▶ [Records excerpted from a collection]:

++++++

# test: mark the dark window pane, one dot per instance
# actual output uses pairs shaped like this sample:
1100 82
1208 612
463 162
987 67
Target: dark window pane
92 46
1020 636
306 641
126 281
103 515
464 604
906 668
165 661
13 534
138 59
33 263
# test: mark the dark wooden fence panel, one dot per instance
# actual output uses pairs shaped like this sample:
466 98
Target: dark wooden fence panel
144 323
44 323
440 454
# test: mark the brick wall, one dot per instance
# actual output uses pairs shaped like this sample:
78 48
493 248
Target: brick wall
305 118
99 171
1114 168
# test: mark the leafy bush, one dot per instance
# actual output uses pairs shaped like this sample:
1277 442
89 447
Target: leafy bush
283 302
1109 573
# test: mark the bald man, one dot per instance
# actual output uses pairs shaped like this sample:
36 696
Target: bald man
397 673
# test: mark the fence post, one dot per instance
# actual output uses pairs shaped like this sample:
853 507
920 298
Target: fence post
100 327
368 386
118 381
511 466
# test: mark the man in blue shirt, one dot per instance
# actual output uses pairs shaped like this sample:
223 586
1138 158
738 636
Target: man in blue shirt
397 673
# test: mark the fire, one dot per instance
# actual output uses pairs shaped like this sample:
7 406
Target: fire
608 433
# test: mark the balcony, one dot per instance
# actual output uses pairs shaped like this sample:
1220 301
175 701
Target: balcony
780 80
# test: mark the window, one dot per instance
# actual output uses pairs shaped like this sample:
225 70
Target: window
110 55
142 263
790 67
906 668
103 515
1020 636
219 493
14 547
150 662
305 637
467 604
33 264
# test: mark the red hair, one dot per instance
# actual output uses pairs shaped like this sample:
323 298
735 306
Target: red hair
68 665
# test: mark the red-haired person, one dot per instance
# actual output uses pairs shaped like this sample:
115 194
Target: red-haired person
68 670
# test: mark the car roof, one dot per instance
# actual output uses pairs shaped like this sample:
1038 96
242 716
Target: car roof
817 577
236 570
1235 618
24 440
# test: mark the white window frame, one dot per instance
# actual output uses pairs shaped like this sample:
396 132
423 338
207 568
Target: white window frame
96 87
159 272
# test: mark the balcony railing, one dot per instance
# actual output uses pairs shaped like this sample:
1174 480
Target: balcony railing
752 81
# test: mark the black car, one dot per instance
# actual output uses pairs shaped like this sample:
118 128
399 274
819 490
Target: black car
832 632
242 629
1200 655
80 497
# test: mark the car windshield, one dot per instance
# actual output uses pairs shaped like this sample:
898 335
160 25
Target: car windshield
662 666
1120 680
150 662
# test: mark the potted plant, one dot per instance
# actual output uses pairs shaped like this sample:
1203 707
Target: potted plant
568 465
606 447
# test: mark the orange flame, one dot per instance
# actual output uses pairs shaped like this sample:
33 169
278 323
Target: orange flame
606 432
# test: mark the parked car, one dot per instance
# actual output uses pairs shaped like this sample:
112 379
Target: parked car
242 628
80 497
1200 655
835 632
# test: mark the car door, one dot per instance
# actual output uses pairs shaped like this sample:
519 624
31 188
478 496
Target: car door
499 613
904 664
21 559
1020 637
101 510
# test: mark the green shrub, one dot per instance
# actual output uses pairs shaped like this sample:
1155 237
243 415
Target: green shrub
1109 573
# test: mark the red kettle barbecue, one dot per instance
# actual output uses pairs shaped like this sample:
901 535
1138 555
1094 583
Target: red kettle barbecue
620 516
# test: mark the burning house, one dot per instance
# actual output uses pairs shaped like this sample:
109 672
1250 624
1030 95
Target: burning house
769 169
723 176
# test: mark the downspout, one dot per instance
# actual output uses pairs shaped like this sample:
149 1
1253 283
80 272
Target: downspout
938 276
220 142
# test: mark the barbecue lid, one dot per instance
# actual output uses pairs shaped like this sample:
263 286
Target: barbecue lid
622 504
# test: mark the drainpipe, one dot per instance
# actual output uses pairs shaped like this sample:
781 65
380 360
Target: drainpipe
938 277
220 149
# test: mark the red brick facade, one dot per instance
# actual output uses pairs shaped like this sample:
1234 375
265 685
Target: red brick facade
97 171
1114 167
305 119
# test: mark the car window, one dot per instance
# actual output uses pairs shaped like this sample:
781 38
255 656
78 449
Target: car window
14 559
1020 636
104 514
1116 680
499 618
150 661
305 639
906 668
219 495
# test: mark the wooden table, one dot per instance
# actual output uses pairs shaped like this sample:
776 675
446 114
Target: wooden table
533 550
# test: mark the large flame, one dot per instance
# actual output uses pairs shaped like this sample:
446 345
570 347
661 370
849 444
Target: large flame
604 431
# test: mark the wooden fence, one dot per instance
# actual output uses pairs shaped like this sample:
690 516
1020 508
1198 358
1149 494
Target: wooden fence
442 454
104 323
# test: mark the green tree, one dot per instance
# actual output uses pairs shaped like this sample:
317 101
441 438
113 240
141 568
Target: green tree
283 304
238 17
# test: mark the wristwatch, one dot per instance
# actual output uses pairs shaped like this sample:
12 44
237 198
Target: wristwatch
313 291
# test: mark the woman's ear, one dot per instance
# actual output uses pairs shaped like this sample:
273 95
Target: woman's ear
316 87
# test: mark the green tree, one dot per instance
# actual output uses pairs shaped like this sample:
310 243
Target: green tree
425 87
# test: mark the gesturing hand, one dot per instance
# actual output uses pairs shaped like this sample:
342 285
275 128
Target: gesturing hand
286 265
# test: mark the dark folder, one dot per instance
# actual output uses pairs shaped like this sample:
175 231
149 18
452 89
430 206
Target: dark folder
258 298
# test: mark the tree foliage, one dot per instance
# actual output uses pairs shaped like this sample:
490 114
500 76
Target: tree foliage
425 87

++++++

Copy the line containing "# test: mark the wooden fence, one" and every line after it, through the last line of the records. Include nothing else.

# test: mark the wooden fence, one dot per instance
# actual output uses pairs shaped like this sample:
690 516
1020 508
1198 358
1149 494
Target: wooden fence
442 454
104 323
# test: mark the green tree, one dot per instance
# actual output uses pairs shaped like this sample:
317 101
441 438
113 240
141 568
Target: green tree
283 304
238 17
# test: mark the wristwatch, one dot per instance
# actual output uses pairs shaped like this sample:
12 44
237 198
Target: wristwatch
313 291
# test: mark the woman's ear, one dot per instance
# actual output uses pairs shaped like this sample:
273 95
Target: woman's ear
316 87
# test: mark the green tree, one dot per instance
# actual output uses pairs shaped like this sample:
310 243
Target: green tree
425 87
# test: mark the gesturing hand, one dot per instance
# actual output uses pairs shaped like this sample:
342 285
275 128
Target: gesturing hand
286 265
# test: mark the dark folder, one dot per instance
# actual output uses pairs shaped like this sample:
175 231
149 18
452 89
430 206
Target: dark folder
258 298
# test: mark the tree foliage, one dot per instance
# actual output uses pairs shaped like this sample:
490 114
500 76
Target: tree foliage
425 87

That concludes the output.